Rescuing Magayon II

And wet-testing the electric motor

We wanted to get Magayon II out of the water before Christmas to do some renovations straight after the Pandan Island holiday in January next year and to prevent further vandalism. Some people had tinkered with the electrical outlets, ropes and stolen three blocks while she was anchored in the Bangcal river mouth. We had reserved December 17-20 for the action. 

Crazy Christmas Traffic. It took 5 hours from Los Baños to the Shell Residences close to the Mall of Asia in Manila.  I then left the shell residences at 22:40, after a overnight booking gone totally wrong, and picked up Mavic in Quezon City. We proceeded driving overnight North, again with stop and go traffic until way after Manila, and arrived at 6:30 in Iba. Almost 7 hours driving time, 12 hours total. Crazy. Since we did not want to wake up the kids we took a nap on the beach. Compared to the daytime temperatures it was actually a bit chilly with an Amihan breeze. 

Magayon II anchored in the Bangcal River mouth, with waves breaking at the entrance

Miriam had figured out that the waves were smallest at low tide, which was at 9:00. But to get Magayon out of the river we needed high tide, between 20:00-24:00. So this would have to be a two day action with overnight anchoring in front of the beach in front of Sundowners. Additional constraints were:

  • The weakened aft crossbeam, damaged by overloading the swimming ladder. 
  • Loose cockpit because all four aft cockpit locating blocks are damaged or missing.
  • No capacity to use the sails because of the stolen blocks. 
  • No FM radio on board.
  • Moderate wind (3kn) coming from easterly direction, which would blow us to the open sea if the motor would fail.
  • Relying on the electric outboard motor prototype that so far I had tested only twice, and for short time each time only.
  • One of the tillers was slightly broken, it was too low and hit the crossbeam when moving it.
  • A shallow river mouth with a very narrow section deep enough for passage and the waves braking just before it. We had gotten stuck there before at daylight.  
  • Local fishermen putting nets at sunset into the river making passage and navigating at night difficult.
  • Darkness with only a crescent moon and partially cloudy sky. 

But we had to move the boat. If not now it would have to wait until next year and then it might have further deteriorated and more vandalized. Also, a tropical depression had just made landfall in Mindanao, so potentially the waves could get much higher in the coming days. In addition, we had to pick up Kata from the airport on Wednesday, so there was no possibility to extend the trip and wait for better tide timing. So we came up with two safety plans:

  • Have the dive boat of Finn’s Dive of the Mead Foundation accompany us to give us a tow if the motor fails, with our own rope of course. 
  • Have both anchors on the trampoline ready for dropping in case the motor fails. The shoreline is quite shallow for around a kilometer out, so dropped anchor(s) should prevent the boat drifting to the open sea if the motor would fail.

§ Recorded information

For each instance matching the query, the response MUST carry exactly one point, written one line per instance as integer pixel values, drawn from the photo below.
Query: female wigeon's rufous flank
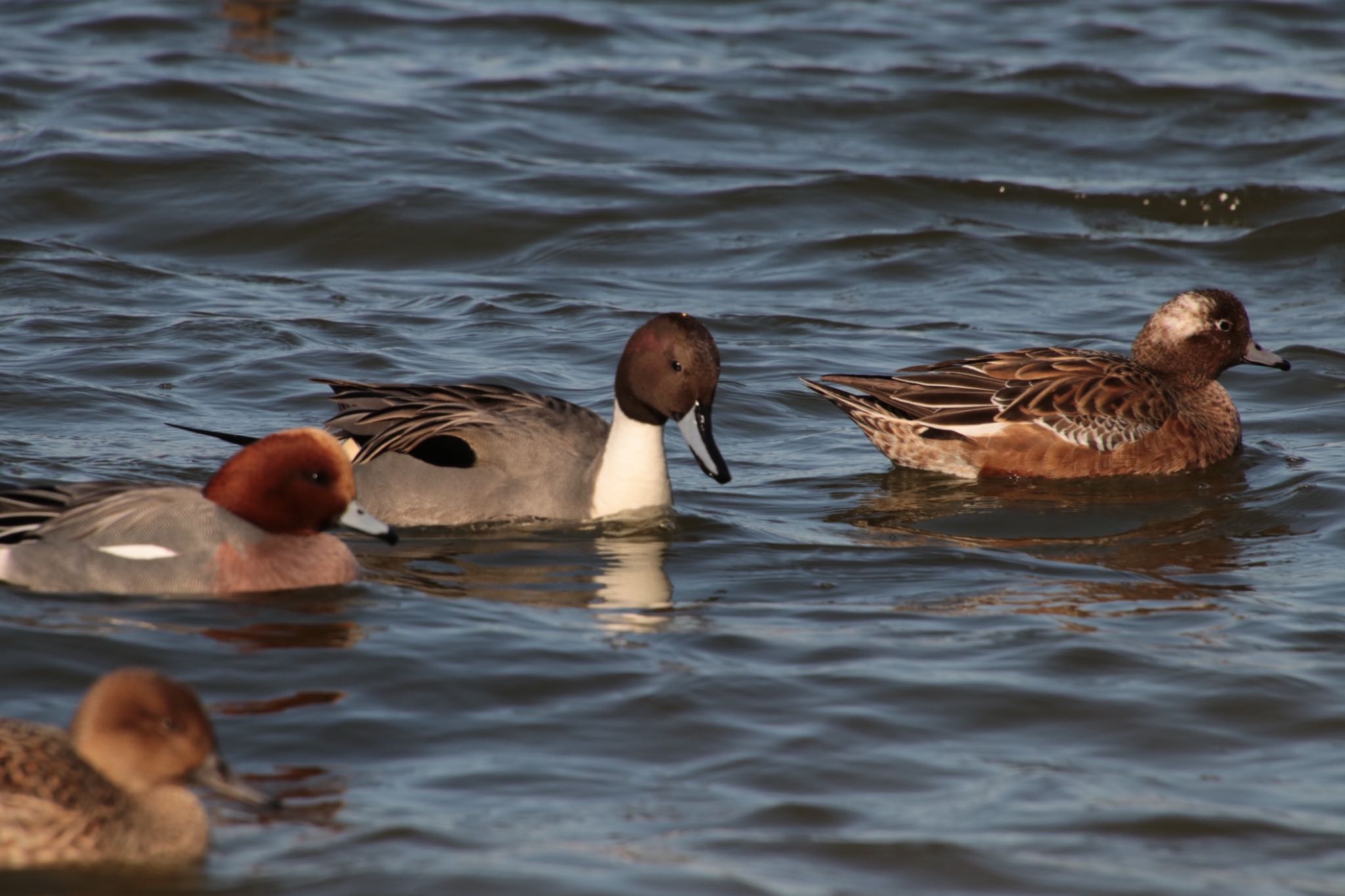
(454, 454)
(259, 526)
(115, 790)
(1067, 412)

--

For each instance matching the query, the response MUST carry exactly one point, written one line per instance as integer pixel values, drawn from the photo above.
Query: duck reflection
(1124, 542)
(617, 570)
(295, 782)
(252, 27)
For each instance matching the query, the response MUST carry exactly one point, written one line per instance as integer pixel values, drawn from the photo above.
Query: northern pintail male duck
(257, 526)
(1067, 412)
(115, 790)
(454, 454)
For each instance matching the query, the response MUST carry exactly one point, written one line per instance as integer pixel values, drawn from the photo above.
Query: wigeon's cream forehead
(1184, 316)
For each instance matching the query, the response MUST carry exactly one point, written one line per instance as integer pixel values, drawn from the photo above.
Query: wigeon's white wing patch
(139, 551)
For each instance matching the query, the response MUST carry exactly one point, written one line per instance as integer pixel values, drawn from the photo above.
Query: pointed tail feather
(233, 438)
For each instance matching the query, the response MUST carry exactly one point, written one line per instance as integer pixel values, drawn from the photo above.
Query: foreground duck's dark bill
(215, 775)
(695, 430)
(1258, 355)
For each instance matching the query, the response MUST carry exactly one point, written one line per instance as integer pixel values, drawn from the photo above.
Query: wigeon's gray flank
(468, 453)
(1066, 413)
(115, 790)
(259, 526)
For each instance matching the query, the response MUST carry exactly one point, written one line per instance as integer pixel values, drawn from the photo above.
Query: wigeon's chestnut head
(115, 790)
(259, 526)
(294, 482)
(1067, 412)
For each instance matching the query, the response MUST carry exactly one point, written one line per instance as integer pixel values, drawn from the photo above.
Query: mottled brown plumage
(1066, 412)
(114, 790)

§ Stated task A
In the account of rescuing Magayon II, which dates had been reserved for moving the boat?
§ Stated task B
Extend the account of rescuing Magayon II from where it stops.

§ Final answer A
December 17-20.

§ Final answer B
We loaded the boat at low tide at 8:00 on Monday on dry foot with motor, batteries, tools etc and made some minor repairs of the ropes of the trampoline, which had gotten screwed up by the Iba Vandals, and then went back to Sundowners for breakfast. 

We checked the site at 17:00, ready to go, but the boat was still grounded, so we re-scheduled raising anchor to 21:00 and also told the dive boat crew and asked them to come back later. When returning at 21:00 the boat was clear and we waded over to get on with the undertaking. The dive boat crew had cancelled, so our safety net was basically consisted of our two anchors. 

Getting Magaon II ready for launch at 21:00 with high tide approaching.

After wiring up the electric outboard motor and briefly testing it it was anchor up and we went on our way, with minimum speed, and Miriam and Regis on the bows of the hulls with flashlights to lead the way. Mavic was in the car illuminating the river with the headlights. We made it carefully to the river mouth without touching bottom or a fishing net and then first heard the waves breaking and increasingly felt them. We increase motor power to 50 percent to go against the waves.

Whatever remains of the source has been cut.